Write out the entries again from their start up to and including the line with "[222,46,347,100]". Raise every bounding box coordinate by 91 and leave all other text unchanged.

>> BEGIN Supplied material

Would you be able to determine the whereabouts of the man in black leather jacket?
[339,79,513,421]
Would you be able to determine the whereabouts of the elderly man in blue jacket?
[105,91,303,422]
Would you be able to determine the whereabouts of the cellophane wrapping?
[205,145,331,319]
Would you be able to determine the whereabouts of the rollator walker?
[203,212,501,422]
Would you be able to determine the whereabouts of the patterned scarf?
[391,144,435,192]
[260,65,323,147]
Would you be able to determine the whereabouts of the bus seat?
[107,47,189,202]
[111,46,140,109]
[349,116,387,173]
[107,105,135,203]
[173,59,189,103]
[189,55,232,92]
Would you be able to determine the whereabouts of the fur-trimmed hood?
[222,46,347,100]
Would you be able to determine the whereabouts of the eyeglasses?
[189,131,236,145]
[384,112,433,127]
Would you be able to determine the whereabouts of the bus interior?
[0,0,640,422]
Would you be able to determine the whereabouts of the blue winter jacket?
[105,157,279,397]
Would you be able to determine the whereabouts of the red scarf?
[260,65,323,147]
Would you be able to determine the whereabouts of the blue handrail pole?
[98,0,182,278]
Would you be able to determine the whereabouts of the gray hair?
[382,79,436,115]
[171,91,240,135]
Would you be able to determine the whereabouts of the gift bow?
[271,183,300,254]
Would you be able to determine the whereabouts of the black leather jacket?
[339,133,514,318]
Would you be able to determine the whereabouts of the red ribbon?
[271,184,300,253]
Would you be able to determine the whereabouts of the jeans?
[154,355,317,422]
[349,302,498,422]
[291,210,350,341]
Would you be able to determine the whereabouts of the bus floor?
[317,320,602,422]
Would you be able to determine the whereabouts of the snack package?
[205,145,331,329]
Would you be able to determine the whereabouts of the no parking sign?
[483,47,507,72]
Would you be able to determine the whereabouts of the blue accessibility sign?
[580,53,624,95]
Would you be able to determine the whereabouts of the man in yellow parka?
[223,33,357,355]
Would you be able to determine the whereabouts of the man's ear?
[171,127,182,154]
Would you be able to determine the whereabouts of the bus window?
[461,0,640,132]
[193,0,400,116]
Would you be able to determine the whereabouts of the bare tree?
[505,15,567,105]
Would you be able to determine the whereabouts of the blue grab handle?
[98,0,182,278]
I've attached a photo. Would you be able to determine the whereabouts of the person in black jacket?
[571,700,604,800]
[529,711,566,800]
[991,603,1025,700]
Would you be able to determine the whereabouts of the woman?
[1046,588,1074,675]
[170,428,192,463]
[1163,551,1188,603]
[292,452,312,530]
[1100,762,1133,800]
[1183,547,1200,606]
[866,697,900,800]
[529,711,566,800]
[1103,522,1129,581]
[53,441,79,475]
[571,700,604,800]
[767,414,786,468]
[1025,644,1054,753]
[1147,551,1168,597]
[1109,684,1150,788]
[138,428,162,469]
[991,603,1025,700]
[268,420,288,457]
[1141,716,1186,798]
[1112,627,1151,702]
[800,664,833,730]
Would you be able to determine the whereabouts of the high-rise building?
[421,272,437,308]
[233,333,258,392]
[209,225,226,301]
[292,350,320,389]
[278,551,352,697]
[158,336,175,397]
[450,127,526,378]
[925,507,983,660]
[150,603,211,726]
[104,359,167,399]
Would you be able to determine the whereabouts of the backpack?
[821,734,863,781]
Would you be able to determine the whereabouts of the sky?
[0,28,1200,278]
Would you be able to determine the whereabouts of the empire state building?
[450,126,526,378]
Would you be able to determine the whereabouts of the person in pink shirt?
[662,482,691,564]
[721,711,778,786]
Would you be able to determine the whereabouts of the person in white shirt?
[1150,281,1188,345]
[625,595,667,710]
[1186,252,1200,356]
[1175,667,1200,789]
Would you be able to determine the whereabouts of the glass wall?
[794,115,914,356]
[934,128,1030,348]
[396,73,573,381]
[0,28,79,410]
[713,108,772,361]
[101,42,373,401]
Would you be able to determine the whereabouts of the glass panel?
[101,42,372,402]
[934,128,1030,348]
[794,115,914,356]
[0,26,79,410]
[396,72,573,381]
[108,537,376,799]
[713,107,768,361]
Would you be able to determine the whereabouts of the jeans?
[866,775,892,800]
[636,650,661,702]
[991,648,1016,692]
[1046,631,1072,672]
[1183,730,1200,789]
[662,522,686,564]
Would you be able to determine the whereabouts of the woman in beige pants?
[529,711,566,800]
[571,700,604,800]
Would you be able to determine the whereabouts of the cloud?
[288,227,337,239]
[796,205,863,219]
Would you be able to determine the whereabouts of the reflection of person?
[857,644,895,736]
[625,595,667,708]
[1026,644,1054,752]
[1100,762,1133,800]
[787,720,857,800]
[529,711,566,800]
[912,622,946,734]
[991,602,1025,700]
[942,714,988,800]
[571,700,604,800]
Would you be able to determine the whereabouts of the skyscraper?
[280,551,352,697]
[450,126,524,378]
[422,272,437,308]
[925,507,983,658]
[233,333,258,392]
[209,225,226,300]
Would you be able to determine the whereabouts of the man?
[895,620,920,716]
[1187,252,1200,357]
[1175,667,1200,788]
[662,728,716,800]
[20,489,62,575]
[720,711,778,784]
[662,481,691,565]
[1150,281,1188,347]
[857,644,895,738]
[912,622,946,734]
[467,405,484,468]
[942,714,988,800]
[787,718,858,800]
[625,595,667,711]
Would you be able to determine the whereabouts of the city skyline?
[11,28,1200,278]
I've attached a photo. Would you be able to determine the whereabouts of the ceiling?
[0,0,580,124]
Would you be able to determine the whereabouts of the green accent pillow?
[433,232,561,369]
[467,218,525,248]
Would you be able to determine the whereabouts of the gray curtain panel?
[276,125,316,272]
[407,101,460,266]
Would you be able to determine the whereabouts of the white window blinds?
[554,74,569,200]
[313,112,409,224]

>> END Supplied material

Exercise response =
Would you be able to determine the whereabouts of the man in black leather jacket?
[430,170,604,512]
Would you be able to determine the whereabouts of the elderly man in blue jacket?
[196,182,394,513]
Would you be able to determine the whereabouts of the cellophane wrapping?
[296,236,422,410]
Would you be able to determine the whereabouts of the rollator walker?
[294,303,592,513]
Would you be able to determine the whereabouts of the patterned scarf?
[482,235,526,283]
[351,156,414,238]
Would you be able to determine the whereabouts of the bus seat?
[198,138,280,293]
[202,137,231,200]
[440,207,478,264]
[198,196,226,294]
[264,150,280,194]
[280,146,323,183]
Would you be able to determine the whereabouts of the fur-trimmed hood?
[313,137,438,191]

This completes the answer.